Goal:
Copy all of the rows below without changing a single character.

(Coordinate annotation entries)
##############################

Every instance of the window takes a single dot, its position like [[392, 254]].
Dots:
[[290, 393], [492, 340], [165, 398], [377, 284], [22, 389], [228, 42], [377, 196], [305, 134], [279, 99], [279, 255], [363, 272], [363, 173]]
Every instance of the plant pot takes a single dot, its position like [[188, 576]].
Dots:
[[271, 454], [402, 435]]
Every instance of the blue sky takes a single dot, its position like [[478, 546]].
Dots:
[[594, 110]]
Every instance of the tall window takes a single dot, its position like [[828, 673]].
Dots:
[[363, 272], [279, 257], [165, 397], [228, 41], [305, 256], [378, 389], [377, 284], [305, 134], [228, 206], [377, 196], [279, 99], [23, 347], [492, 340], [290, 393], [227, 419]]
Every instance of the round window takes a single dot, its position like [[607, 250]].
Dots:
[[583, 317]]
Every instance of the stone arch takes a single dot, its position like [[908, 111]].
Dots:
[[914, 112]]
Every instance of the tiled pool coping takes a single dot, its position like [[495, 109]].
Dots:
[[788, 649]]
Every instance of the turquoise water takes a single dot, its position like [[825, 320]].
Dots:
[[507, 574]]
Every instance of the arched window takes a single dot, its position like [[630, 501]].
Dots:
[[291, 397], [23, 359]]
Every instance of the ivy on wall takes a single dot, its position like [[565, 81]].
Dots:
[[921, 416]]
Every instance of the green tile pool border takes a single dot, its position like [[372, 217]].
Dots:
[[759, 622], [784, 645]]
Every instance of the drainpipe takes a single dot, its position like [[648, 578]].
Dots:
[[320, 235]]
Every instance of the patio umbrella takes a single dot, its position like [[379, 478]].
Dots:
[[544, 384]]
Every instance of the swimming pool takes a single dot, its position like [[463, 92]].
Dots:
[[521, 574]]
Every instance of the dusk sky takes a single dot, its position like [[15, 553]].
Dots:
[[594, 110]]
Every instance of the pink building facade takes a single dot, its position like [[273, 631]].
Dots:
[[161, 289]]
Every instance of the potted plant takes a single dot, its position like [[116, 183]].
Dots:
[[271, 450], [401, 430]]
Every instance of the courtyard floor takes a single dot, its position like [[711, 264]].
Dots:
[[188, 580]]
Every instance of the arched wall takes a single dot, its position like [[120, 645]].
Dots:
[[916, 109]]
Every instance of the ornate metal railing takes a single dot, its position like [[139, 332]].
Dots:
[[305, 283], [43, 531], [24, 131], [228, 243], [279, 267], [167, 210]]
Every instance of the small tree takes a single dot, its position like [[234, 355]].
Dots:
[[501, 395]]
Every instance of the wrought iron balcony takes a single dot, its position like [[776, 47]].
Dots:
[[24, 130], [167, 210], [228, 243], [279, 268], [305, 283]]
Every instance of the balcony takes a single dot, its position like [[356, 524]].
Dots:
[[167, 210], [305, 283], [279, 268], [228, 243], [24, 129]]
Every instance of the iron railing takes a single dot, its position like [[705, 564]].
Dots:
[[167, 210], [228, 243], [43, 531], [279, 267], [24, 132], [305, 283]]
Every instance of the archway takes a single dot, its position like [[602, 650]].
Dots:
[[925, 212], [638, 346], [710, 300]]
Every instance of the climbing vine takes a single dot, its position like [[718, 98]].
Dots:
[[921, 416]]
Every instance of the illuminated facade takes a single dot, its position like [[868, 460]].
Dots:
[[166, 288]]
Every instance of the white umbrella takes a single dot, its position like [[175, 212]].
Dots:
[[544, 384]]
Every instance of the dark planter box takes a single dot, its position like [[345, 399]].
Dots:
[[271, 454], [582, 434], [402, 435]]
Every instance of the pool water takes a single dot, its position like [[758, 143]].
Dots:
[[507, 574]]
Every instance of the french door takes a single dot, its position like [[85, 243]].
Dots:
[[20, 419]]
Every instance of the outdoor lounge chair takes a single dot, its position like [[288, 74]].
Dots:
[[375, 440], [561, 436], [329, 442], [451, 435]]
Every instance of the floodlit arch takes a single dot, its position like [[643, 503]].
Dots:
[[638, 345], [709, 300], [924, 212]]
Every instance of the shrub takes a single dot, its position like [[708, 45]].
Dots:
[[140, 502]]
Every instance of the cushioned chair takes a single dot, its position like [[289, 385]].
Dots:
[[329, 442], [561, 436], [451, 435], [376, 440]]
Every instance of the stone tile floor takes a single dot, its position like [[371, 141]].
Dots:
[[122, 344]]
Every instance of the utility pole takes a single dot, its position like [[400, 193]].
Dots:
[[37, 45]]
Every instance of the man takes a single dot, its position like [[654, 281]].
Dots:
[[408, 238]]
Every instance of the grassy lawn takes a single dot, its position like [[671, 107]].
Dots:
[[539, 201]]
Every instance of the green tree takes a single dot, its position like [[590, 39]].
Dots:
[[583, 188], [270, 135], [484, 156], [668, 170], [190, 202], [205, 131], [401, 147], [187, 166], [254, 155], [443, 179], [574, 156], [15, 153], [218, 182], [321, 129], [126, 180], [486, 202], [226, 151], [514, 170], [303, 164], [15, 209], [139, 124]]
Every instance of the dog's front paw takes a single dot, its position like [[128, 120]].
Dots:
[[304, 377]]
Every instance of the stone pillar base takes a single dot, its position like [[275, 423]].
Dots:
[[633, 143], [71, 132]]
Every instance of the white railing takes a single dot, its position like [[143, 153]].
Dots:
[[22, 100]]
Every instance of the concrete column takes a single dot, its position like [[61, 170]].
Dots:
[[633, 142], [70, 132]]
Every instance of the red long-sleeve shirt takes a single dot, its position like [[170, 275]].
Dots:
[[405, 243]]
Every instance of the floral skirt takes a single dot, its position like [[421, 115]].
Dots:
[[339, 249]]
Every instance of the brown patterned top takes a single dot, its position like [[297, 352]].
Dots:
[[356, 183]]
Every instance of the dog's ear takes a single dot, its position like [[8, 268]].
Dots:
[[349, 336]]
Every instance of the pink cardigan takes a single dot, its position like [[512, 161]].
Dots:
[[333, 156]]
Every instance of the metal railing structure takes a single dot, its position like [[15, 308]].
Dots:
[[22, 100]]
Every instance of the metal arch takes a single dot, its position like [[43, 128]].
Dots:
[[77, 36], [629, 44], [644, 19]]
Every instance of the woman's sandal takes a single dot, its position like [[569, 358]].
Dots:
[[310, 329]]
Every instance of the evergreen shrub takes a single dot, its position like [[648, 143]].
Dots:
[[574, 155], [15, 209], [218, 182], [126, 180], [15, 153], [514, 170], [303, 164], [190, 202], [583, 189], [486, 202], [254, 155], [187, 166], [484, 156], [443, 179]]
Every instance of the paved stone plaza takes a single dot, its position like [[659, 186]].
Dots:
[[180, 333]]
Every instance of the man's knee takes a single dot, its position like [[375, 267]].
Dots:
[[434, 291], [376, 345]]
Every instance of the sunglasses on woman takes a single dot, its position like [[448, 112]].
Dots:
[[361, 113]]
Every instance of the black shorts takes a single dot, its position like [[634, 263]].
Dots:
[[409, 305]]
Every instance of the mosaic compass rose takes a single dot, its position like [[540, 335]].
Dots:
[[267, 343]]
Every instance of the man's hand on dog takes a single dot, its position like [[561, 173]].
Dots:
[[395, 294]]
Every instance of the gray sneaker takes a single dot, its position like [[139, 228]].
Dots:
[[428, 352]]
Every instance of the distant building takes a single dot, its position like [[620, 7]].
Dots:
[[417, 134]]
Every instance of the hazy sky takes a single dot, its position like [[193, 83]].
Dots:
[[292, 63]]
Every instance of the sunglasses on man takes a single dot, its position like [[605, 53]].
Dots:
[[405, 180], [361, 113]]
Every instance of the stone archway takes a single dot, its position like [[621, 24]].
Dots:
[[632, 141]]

##############################

Full response:
Every instance of the window takes a single dot, its position like [[392, 254]].
Dots:
[[290, 393], [492, 340], [165, 398], [377, 284], [22, 389], [228, 42], [377, 196], [305, 134], [279, 99], [279, 255], [363, 272], [363, 173]]
Every instance of the plant pot takes a single dot, its position like [[188, 576]].
Dots:
[[271, 454], [402, 435]]
Every instance of the blue sky takes a single dot, its position like [[478, 546]].
Dots:
[[594, 110]]
Every instance of the tall window takes a single dot, its position like [[828, 673]].
Dots:
[[363, 272], [279, 257], [165, 397], [228, 41], [305, 256], [378, 389], [377, 284], [305, 134], [228, 206], [377, 196], [279, 99], [23, 347], [492, 340], [290, 393], [227, 419]]
Every instance of the round window takes a single dot, its position like [[607, 250]].
Dots:
[[583, 317]]
Every instance of the stone arch takes a single dot, its position like [[908, 111]].
Dots:
[[914, 112]]
Every instance of the tiled pool coping takes a single dot, its position like [[495, 109]].
Dots:
[[788, 649]]
Every instance of the turquoise water takes a single dot, its position like [[825, 320]].
Dots:
[[507, 574]]
Every instance of the arched window takes a single dot, its position like [[630, 501]].
Dots:
[[291, 397], [23, 359]]
Every instance of the ivy on wall takes a single dot, its position like [[565, 81]].
Dots:
[[921, 416]]
Every instance of the green tile pool border takes a single dot, its position like [[372, 217]].
Dots:
[[759, 622], [784, 645]]
Every instance of the drainpipe takes a single dot, its position like [[648, 578]].
Dots:
[[320, 235]]
Every instance of the patio umbrella takes a single dot, its position like [[379, 478]].
Dots:
[[544, 384]]
Every instance of the swimming pool takes a single dot, its position like [[463, 92]].
Dots:
[[521, 574]]
Every instance of the dusk sky takes a single dot, its position like [[15, 553]].
Dots:
[[594, 110]]
Every instance of the pink building facade takes a single dot, its position like [[273, 631]].
Dots:
[[161, 289]]
Every instance of the potted plant takes a single dot, its position like [[116, 183]].
Dots:
[[271, 450], [401, 430]]
Every instance of the courtyard floor takes a single dot, its position like [[711, 264]].
Dots:
[[188, 580]]
Every instance of the arched wall takes a single dot, its position like [[120, 645]].
Dots:
[[916, 109]]
Every instance of the ornate metal railing takes a single dot, its position like [[139, 332]].
Dots:
[[305, 283], [43, 531], [24, 131], [228, 243], [279, 267], [167, 210]]
Every instance of the small tree takes a single dot, its position like [[234, 355]].
Dots:
[[501, 395]]
Every instance of the wrought iron balcony takes a single dot, its position like [[776, 47]].
Dots:
[[24, 130], [167, 210], [228, 243], [279, 268], [305, 283]]
Every instance of the balcony takes a single dot, its position like [[356, 524]].
Dots:
[[167, 210], [305, 283], [279, 268], [228, 243], [24, 129]]
Every instance of the iron railing takes a single dot, its position like [[705, 564]].
Dots:
[[167, 210], [228, 243], [43, 531], [279, 267], [24, 132], [305, 283]]
Every instance of the archway takes a single dot, its position like [[602, 650]].
Dots:
[[925, 212], [638, 346], [710, 300]]
Every instance of the climbing vine takes a single dot, its position like [[718, 98]].
Dots:
[[921, 416]]
Every instance of the illuminated facade takes a single dot, its position like [[868, 460]].
Dots:
[[166, 288]]
Every instance of the white umbrella takes a single dot, its position like [[175, 212]].
Dots:
[[544, 384]]
Every instance of the dark planter box takes a single dot, its position like [[345, 399]].
Dots:
[[271, 454], [582, 434], [402, 435]]
Every instance of the pool water takes a single dot, its position like [[758, 143]].
Dots:
[[507, 574]]
Every instance of the french door takes a single dot, its position like [[85, 243]].
Dots:
[[20, 419]]
Every instance of the outdoor lounge chair takes a single dot, its position like [[288, 74]].
Dots:
[[375, 440], [561, 436], [329, 442], [451, 435]]
Every instance of the floodlit arch takes a single dot, its position like [[643, 503]].
Dots:
[[638, 345], [709, 300], [924, 212]]
Every instance of the shrub takes a single dot, its position like [[708, 45]].
Dots:
[[140, 502]]
Every instance of the cushioned chair takes a single dot, its position like [[289, 385]].
Dots:
[[329, 442], [561, 436], [451, 435], [376, 440]]
Every instance of the stone tile floor takes a single dot, its position like [[371, 141]].
Dots:
[[122, 344]]
Every instance of the utility pole takes a single dot, its position like [[400, 193]].
Dots:
[[37, 45]]
Every instance of the man takes a single dot, its position like [[654, 281]].
Dots:
[[408, 238]]
Every instance of the grassy lawn takes a single dot, its position like [[671, 107]].
Dots:
[[539, 201]]
Every instance of the green tree takes a single dot, its position like [[590, 39]].
Dots:
[[583, 188], [270, 135], [484, 156], [668, 170], [190, 202], [205, 131], [401, 147], [187, 166], [254, 155], [443, 179], [574, 156], [15, 153], [218, 182], [321, 129], [126, 180], [486, 202], [226, 151], [514, 170], [303, 164], [15, 209], [139, 124]]
Every instance of the dog's front paw takes a single dot, its position like [[128, 120]].
Dots:
[[304, 377]]
Every instance of the stone pillar base takes a single dot, its position like [[275, 423]].
Dots:
[[633, 143], [71, 132]]
Every instance of the white railing takes a single dot, its position like [[143, 153]].
Dots:
[[22, 100]]
Every instance of the concrete column takes a single dot, its position like [[61, 170]].
Dots:
[[633, 142], [70, 132]]
Every instance of the red long-sleeve shirt takes a single dot, its position like [[170, 275]].
Dots:
[[405, 243]]
Every instance of the floral skirt takes a single dot, its position like [[421, 115]].
Dots:
[[339, 249]]
Every instance of the brown patterned top takes a single dot, its position like [[297, 352]].
Dots:
[[356, 183]]
Every instance of the dog's ear takes a single dot, its position like [[8, 268]].
Dots:
[[349, 336]]
Every instance of the pink cardigan takes a single dot, its position like [[512, 161]].
Dots:
[[333, 156]]
Every instance of the metal railing structure takes a single dot, its position like [[15, 308]].
Dots:
[[22, 100]]
Every instance of the metal arch takes a single dot, its position like [[43, 128]].
Dots:
[[77, 36], [629, 44], [644, 19]]
Every instance of the woman's sandal takes a single dot, its position like [[569, 358]].
Dots:
[[310, 329]]
Every instance of the evergreen shrub takes a single dot, its position like [[648, 143]].
Dots:
[[574, 155], [15, 209], [218, 182], [126, 180], [15, 153], [514, 170], [303, 164], [190, 202], [583, 189], [486, 202], [254, 155], [187, 166], [484, 156], [443, 179]]
Every instance of the paved stone plaza takes a single dot, its position like [[659, 186]].
Dots:
[[180, 333]]
Every instance of the man's knee takes a single dot, its position like [[375, 267]].
Dots:
[[434, 291], [376, 345]]
Every instance of the sunglasses on woman takes a single dot, its position like [[448, 112]].
Dots:
[[361, 113]]
Every instance of the black shorts takes a single dot, its position like [[634, 263]].
Dots:
[[409, 305]]
Every instance of the mosaic compass rose takes a single dot, its position like [[540, 335]].
Dots:
[[267, 343]]
Every instance of the man's hand on dog takes a single dot, its position like [[561, 173]].
Dots:
[[395, 294]]
Every instance of the gray sneaker takes a single dot, its position like [[139, 228]].
Dots:
[[428, 352]]
Every instance of the distant building takes a single dot, its position like [[620, 7]].
Dots:
[[417, 134]]
Every instance of the hazy sky takes a single dot, its position like [[193, 83]].
Dots:
[[292, 63]]
Every instance of the sunglasses on man takes a single dot, its position like [[605, 53]].
Dots:
[[405, 180], [361, 113]]
Every instance of the stone archway takes a single dot, its position like [[621, 24]].
Dots:
[[632, 141]]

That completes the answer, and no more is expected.